** START DATA FOR THE TASK **

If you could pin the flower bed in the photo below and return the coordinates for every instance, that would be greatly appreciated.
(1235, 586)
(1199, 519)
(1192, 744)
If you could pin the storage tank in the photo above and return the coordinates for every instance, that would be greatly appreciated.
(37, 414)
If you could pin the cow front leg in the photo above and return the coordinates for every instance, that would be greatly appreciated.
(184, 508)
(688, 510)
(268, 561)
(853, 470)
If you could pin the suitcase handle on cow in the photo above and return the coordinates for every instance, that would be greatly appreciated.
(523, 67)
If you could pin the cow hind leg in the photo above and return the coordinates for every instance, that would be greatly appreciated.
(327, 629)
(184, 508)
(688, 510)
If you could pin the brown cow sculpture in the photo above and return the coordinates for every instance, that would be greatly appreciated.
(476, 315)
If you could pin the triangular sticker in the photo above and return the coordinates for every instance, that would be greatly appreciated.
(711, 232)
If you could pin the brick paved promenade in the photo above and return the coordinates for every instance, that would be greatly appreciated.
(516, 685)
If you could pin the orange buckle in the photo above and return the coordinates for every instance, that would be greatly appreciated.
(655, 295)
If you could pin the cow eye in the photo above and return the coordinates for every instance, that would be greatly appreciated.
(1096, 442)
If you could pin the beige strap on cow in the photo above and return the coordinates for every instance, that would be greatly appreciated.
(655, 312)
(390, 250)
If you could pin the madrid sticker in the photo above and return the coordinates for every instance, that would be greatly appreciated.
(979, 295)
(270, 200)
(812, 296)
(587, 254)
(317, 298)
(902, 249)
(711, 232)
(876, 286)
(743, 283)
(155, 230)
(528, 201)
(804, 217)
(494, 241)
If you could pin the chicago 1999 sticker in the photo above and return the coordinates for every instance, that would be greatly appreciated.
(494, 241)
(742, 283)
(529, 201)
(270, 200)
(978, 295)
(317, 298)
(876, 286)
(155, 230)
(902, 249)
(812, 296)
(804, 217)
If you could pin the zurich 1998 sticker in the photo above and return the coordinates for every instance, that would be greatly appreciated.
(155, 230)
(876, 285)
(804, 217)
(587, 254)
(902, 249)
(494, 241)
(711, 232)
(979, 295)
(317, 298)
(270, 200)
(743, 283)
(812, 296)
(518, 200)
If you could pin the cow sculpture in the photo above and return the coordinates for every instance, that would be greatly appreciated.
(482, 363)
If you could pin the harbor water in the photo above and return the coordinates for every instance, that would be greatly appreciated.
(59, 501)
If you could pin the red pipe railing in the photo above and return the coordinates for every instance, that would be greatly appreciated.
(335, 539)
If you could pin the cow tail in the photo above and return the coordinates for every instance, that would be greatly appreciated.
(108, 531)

** END DATA FOR THE TASK **

**DIRECTIONS**
Copy out every line of the listing above, word for word.

**RESULT BELOW**
If you could pin the flower bed in the photo below and return the coordinates for every instance, that would be greatly appreciated.
(1235, 586)
(1199, 519)
(1192, 744)
If you could pin the storage tank in the photo above and return the coordinates for every instance, that would be greatly appreciated.
(37, 414)
If you could pin the cow front leg in the photo above and return the coordinates for every instance, that would be greatly appreciated.
(184, 508)
(688, 510)
(268, 561)
(853, 470)
If you could pin the suitcase handle on cow in the photo above and return the coordinates for every instance, that would be greatly appreciated.
(523, 67)
If you could pin the cow hind leg in the photo above and return the coordinates for every instance, that would be greatly appreciated.
(327, 629)
(184, 508)
(688, 510)
If you could pin the brown cow sculpture in the photo above and return the coordinates for every instance, that would be greatly appreciated.
(476, 315)
If you could pin the triangular sticker in the photo above and return the coordinates for every instance, that would be greatly appreciated.
(711, 232)
If you could pin the brick paved promenade in the photo above and return the coordinates for every instance, that would be greatly appreciated.
(516, 685)
If you could pin the orange buckle in the photo above and return the coordinates for every instance, that would be greatly appreciated.
(655, 295)
If you could pin the cow eye in the photo above and return the coordinates for every instance, that would be greatly appreciated.
(1096, 442)
If you could pin the beige strap on cow in the photo above and return the coordinates for every instance, that would be greatly appreciated.
(655, 312)
(390, 250)
If you could pin the madrid sticker in the photo above and return the coordinates for every instance, that would be greatly appreciated.
(979, 295)
(270, 200)
(812, 296)
(587, 254)
(317, 298)
(902, 249)
(711, 232)
(876, 286)
(743, 283)
(155, 230)
(528, 201)
(804, 217)
(494, 241)
If you could pin the chicago 1999 sticker in the photo above and return the coordinates for every instance, that would be greatly appreciated.
(494, 241)
(742, 283)
(529, 201)
(270, 200)
(978, 295)
(317, 298)
(876, 286)
(155, 230)
(902, 249)
(812, 296)
(804, 217)
If you could pin the zurich 1998 sticker in the photo above and return the coordinates for every instance, that would be greatly appreciated.
(155, 230)
(876, 285)
(804, 217)
(587, 254)
(902, 249)
(494, 241)
(711, 232)
(979, 295)
(317, 298)
(270, 200)
(743, 283)
(812, 296)
(518, 200)
If you could pin the cow sculpture in the photo above and return the coordinates for every instance, that would be greatly appreciated.
(482, 363)
If you could pin the harbor water in the photo above and return the coordinates for every instance, that would be greatly appreciated.
(59, 501)
If you could pin the red pipe railing in the photo above and return the coordinates for every instance, that would be greatly appreciated.
(335, 539)
If you could pin the cow tail in the photo above and return the coordinates for every instance, that would be greatly appreciated.
(108, 531)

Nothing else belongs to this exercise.